### What the exercise asks
Your job is to retype all of the data word for word, leaving every image out.

### Information supplied
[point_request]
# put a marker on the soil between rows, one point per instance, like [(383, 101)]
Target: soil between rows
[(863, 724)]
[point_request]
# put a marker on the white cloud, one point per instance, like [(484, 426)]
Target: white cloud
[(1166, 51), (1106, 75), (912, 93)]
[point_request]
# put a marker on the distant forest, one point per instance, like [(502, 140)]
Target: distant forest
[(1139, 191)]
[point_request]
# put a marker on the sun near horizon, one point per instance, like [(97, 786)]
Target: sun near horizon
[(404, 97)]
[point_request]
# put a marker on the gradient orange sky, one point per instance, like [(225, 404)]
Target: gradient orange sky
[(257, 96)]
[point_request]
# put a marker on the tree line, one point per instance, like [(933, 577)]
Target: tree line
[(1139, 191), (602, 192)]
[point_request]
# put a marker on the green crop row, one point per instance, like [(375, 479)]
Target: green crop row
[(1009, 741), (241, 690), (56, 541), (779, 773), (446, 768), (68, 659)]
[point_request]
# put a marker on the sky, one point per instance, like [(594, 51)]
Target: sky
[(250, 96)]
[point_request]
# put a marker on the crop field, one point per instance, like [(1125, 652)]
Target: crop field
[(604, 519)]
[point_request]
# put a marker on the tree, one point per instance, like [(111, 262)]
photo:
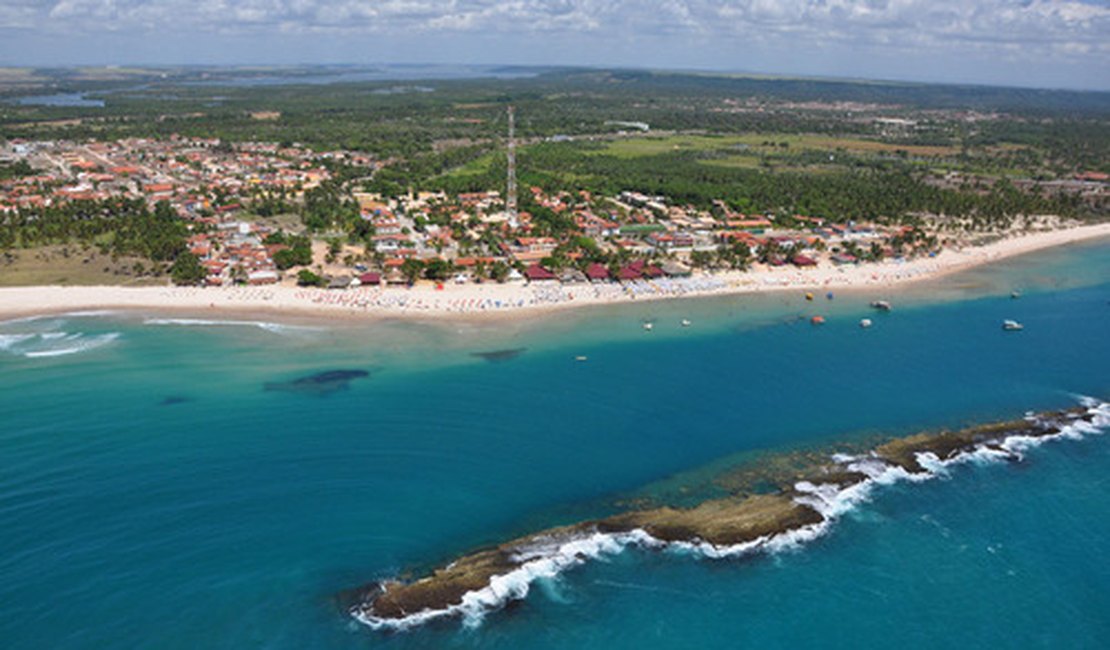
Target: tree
[(187, 270), (439, 270), (412, 268), (498, 271), (305, 277)]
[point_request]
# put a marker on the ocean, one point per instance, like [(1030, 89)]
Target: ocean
[(173, 483)]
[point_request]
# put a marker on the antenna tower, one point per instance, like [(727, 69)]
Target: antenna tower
[(511, 189)]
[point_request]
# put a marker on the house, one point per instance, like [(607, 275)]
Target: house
[(597, 273)]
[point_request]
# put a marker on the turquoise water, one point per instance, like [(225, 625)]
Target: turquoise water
[(152, 494)]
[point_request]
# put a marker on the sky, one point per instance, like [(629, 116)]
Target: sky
[(1042, 43)]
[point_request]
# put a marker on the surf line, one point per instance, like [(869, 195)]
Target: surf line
[(801, 510)]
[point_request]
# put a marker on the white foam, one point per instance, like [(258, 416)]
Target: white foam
[(274, 327), (548, 558), (10, 341), (543, 560), (76, 344)]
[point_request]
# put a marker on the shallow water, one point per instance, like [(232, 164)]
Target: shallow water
[(153, 494)]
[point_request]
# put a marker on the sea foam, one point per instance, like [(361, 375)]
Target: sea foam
[(273, 327)]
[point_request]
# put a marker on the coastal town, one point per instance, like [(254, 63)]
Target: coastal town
[(222, 192)]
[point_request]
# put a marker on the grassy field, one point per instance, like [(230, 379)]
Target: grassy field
[(71, 266)]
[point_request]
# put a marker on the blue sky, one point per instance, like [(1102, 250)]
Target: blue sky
[(1013, 42)]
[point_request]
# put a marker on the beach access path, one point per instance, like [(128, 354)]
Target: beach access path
[(497, 301)]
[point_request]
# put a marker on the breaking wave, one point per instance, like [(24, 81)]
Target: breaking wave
[(273, 327), (52, 344), (547, 558)]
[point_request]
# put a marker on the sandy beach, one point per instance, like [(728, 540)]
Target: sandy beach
[(495, 301)]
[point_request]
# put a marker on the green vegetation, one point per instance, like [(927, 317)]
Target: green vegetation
[(117, 226), (187, 270)]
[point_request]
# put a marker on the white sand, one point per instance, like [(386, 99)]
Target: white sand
[(424, 301)]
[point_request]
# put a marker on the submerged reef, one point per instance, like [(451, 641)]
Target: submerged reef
[(319, 384), (797, 498), (500, 355)]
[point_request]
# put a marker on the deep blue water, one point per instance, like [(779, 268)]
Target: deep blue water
[(229, 516), (61, 99)]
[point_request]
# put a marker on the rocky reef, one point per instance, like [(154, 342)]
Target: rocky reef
[(500, 355), (808, 491), (319, 384)]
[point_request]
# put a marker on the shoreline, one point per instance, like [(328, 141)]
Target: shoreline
[(495, 302), (804, 505)]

### Task answer
[point_request]
# put a marker on the soil between rows, one point per instance, like [(383, 101)]
Target: soil between rows
[(863, 724)]
[point_request]
# put a marker on the white cloud, one point per instance, like [(484, 426)]
Target: white cloud
[(1166, 51), (1106, 75), (912, 93)]
[point_request]
# put a marker on the distant forest, one point per instance, like [(502, 140)]
Target: distant forest
[(1139, 191)]
[point_request]
# put a marker on the sun near horizon, one point per instance, like [(97, 786)]
Target: sun near horizon
[(404, 97)]
[point_request]
# put a marker on the gradient orange sky, one point per instance, like [(225, 404)]
Target: gradient orange sky
[(257, 96)]
[point_request]
# put a marker on the tree line, one point per instance, like [(933, 577)]
Target: tree line
[(1139, 191), (602, 192)]
[point_request]
# put a marker on the green crop row, one point per instance, like [(375, 479)]
Target: green crop row
[(1009, 741), (241, 690), (56, 541), (779, 773), (446, 768), (68, 659)]
[point_request]
# put a marker on the sky, one point per instance, like [(594, 51)]
Target: sky
[(250, 96)]
[point_request]
# put a marker on the crop field, one point per instance, like [(1125, 652)]
Target: crop field
[(604, 519)]
[point_request]
# put a marker on the tree, one point per instance, like [(111, 262)]
photo:
Target: tree
[(187, 270), (439, 270), (412, 268), (498, 271), (305, 277)]
[point_request]
# put a marker on the ocean, one point per instance, like [(1030, 89)]
Target: ocean
[(173, 483)]
[point_request]
# put a marker on the antenna tower, one point per instance, like [(727, 69)]
Target: antenna tower
[(511, 189)]
[point_request]
# put a marker on the house, one point per instance, like [(607, 275)]
Target: house
[(597, 273)]
[point_request]
# put a marker on the turquoise water, one point per instance, like [(225, 625)]
Target: turquoise water
[(152, 494)]
[point_request]
# put a marker on the sky, one point per instance, like [(629, 116)]
Target: sky
[(1042, 43)]
[point_request]
# put a marker on the surf line, one point per instance, like [(869, 195)]
Target: surf line
[(801, 510)]
[point_request]
# put a marker on the white foam, one point per instance, like [(258, 416)]
Target: white foam
[(274, 327), (548, 558), (10, 341), (543, 560), (76, 344)]
[point_request]
# put a marker on the shallow water, one point per instance, like [(232, 164)]
Target: shallow water
[(153, 494)]
[point_request]
# put a marker on the sea foam, one point per instance, like [(361, 375)]
Target: sea foam
[(273, 327)]
[point_request]
# put a marker on the coastal town, one point per instance, like [(254, 63)]
Target: coastal town
[(222, 192)]
[point_request]
# put a marker on the grassy field, one point per instance, like [(230, 379)]
Target: grassy field
[(71, 266)]
[point_request]
# put a marker on the blue sky, one point per instance, like [(1102, 250)]
Target: blue sky
[(1013, 42)]
[point_request]
# put a marker on the beach access path, one point per instance, like [(128, 354)]
Target: beach access path
[(497, 301)]
[point_request]
# put a marker on the breaking wave, one point per instance, like [(24, 81)]
Target: breaking wave
[(273, 327), (52, 344), (547, 558)]
[point_request]
# put a marker on the sandy beach, one point per instance, like [(728, 540)]
Target: sandy beach
[(495, 301)]
[point_request]
# put a marker on the green vegetation, one point per instance, like [(927, 317)]
Target: green vegetation
[(117, 226), (187, 270)]
[point_request]
# put a marker on the white sand, one point per instance, like [(386, 99)]
Target: white sand
[(424, 301)]
[point_request]
# put a marker on the submerged reef, one point per instance, like [(451, 641)]
Target: submerged reef
[(319, 384), (797, 498), (500, 355)]
[point_request]
# put a marker on the deep blue water, one point per instance, like [(779, 268)]
Target: deep blue water
[(229, 516), (61, 99)]
[point_request]
# put a marker on the rocky reef, one point per instance, like [(154, 342)]
Target: rocky reef
[(500, 355), (808, 491), (319, 384)]
[point_request]
# put a marker on the shoreline, one point per instance, like [(328, 141)]
Target: shoreline
[(495, 302), (804, 505)]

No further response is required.